## Tujuan Tugas
Menurut teks tentang karya-karya Ibnu Rusyd, bagaimana hubungan buku Tahafut At Tahafut dengan karya Al Ghazali? Jelaskan dalam satu atau dua kalimat.

## Teks yang Diberikan
◇ ◇ ◇
C. Karya-karya dan karir akademia
1. karya-karya Ibnu Rusyd
a. Filsafat dan hikmah
- Tahafut At Tahafut (kerancuan dalam Kerancuan) adalah tanggapan atas buku Al Ghazali Tahafut Al Falasifah (Kerancuan Para Filosof)
- Jauhar Al Ajram As Samawiyah (Struktur Benda-benda Langit)
- Ittishal Al 'Aql Al Mufarriq bi Al Insan (Komunikasi Akal yang Membedakan dengan Manusia)
- Masa'il fi Mukhtalif Aqsam Al Manthiq (Beberapa Masalah tentang Aneka Bagian Logika)
- Syuruh Katsirah 'ala Al Farabi fi Masa'il Al Manthiqi Aristha (Beberapa Komentar terhadap Pemikiran Aristoteles)
◇ ◇ ◇
## Daftar Hasil Ekstraksi
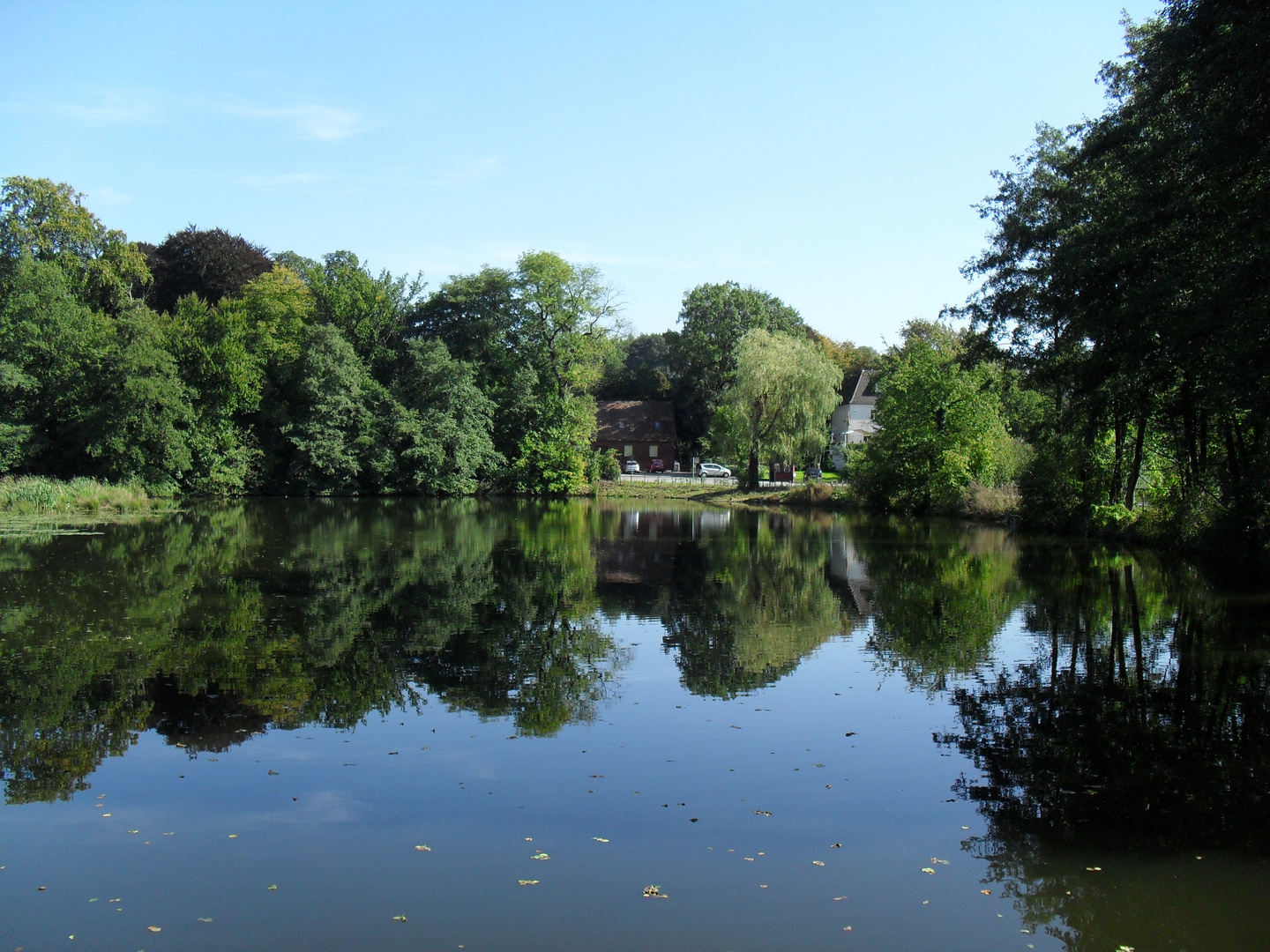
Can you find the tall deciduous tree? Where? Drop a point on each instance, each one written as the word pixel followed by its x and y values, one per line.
pixel 210 263
pixel 938 426
pixel 779 403
pixel 49 222
pixel 714 319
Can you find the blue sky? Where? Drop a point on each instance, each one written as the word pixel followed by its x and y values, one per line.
pixel 826 152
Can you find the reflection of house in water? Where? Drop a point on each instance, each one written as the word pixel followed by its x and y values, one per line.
pixel 640 551
pixel 848 574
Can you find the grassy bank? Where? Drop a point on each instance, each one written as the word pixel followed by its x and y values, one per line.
pixel 819 494
pixel 29 502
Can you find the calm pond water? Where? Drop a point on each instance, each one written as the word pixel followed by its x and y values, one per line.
pixel 403 725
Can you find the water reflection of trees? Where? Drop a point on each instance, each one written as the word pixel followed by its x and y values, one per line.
pixel 940 596
pixel 1140 729
pixel 210 626
pixel 744 607
pixel 1140 723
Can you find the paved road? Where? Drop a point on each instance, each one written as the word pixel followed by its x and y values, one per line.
pixel 677 478
pixel 721 481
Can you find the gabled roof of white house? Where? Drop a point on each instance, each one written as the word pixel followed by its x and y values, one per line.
pixel 862 389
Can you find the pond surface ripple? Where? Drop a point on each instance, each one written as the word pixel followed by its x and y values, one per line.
pixel 409 725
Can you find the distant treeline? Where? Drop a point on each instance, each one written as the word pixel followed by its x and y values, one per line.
pixel 205 365
pixel 1123 322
◇ ◇ ◇
## Jawaban yang Benar
Tahafut At Tahafut (Kerancuan dalam Kerancuan) adalah tanggapan atas buku Al Ghazali yang berjudul Tahafut Al Falasifah (Kerancuan Para Filosof).